Exercise prompt = Reproduce verbatim every line in the items below, from the line containing "of the green" through the last line of the items, inclusive.

* START Data rows *

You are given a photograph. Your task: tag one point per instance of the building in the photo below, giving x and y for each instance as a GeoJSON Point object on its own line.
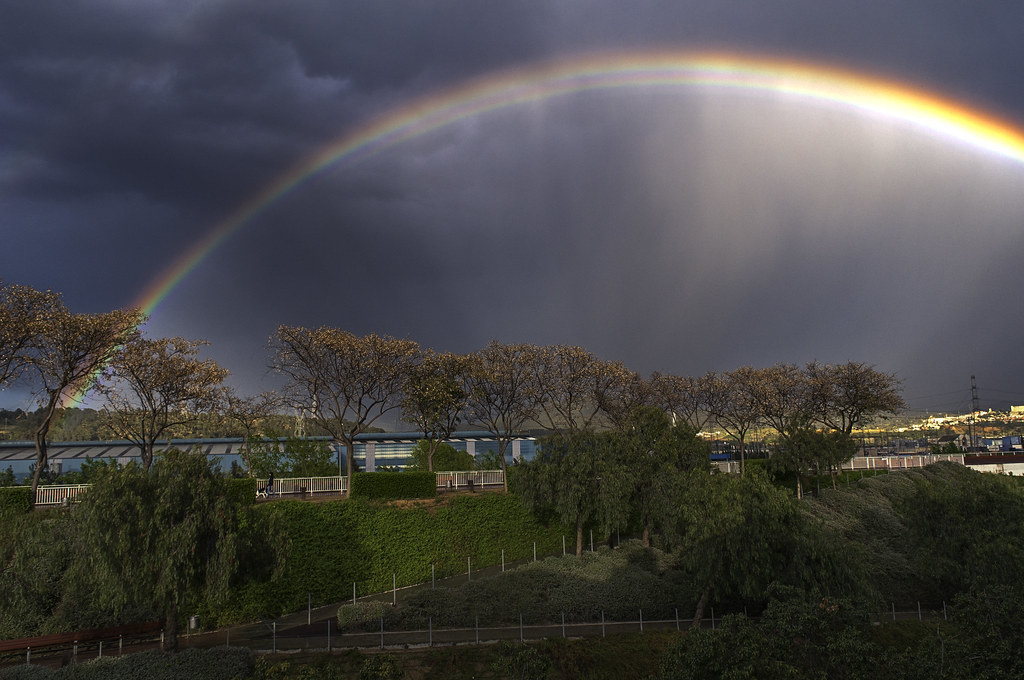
{"type": "Point", "coordinates": [372, 451]}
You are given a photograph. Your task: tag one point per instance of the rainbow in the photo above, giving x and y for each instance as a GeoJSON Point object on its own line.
{"type": "Point", "coordinates": [860, 92]}
{"type": "Point", "coordinates": [856, 91]}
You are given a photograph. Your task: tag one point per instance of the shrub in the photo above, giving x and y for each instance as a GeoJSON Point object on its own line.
{"type": "Point", "coordinates": [393, 485]}
{"type": "Point", "coordinates": [242, 491]}
{"type": "Point", "coordinates": [216, 664]}
{"type": "Point", "coordinates": [365, 617]}
{"type": "Point", "coordinates": [14, 500]}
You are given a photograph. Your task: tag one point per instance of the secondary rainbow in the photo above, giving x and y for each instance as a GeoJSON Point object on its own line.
{"type": "Point", "coordinates": [934, 114]}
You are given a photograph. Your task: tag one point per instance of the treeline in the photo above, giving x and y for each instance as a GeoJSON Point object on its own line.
{"type": "Point", "coordinates": [155, 389]}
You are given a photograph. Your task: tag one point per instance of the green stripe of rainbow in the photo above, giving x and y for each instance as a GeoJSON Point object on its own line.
{"type": "Point", "coordinates": [855, 91]}
{"type": "Point", "coordinates": [893, 100]}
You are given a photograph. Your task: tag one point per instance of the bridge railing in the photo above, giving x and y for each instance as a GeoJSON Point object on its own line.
{"type": "Point", "coordinates": [56, 495]}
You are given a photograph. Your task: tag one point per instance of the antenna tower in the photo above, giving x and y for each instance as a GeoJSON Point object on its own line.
{"type": "Point", "coordinates": [974, 410]}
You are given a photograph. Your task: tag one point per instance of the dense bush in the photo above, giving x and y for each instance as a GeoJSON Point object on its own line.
{"type": "Point", "coordinates": [332, 545]}
{"type": "Point", "coordinates": [215, 664]}
{"type": "Point", "coordinates": [619, 583]}
{"type": "Point", "coordinates": [14, 501]}
{"type": "Point", "coordinates": [393, 485]}
{"type": "Point", "coordinates": [242, 491]}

* END Data rows *

Full output =
You are given a photograph. Your task: tag one point per instance of the green stripe of rainbow in the photo above, giving x and y for each instance as a GeoJSON Point object on its own line.
{"type": "Point", "coordinates": [855, 91]}
{"type": "Point", "coordinates": [893, 100]}
You are given a photograph. Your task: tag one point per instance of the bridge railing in the photo above, giving x and y for each instance as a GeoJSON Point object on its own line.
{"type": "Point", "coordinates": [56, 495]}
You are given a photograph. Your task: tag one point per instance of the antenna tower in the photo above, giving x and y for each instance as a GeoJSON Point object on its own line.
{"type": "Point", "coordinates": [974, 410]}
You are given a photograph. Your task: tag one point per instance of the dense bush in the photo above, giving x and y for each instance as a GeoJSON Point object on its own line.
{"type": "Point", "coordinates": [332, 545]}
{"type": "Point", "coordinates": [215, 664]}
{"type": "Point", "coordinates": [619, 583]}
{"type": "Point", "coordinates": [14, 501]}
{"type": "Point", "coordinates": [393, 485]}
{"type": "Point", "coordinates": [242, 491]}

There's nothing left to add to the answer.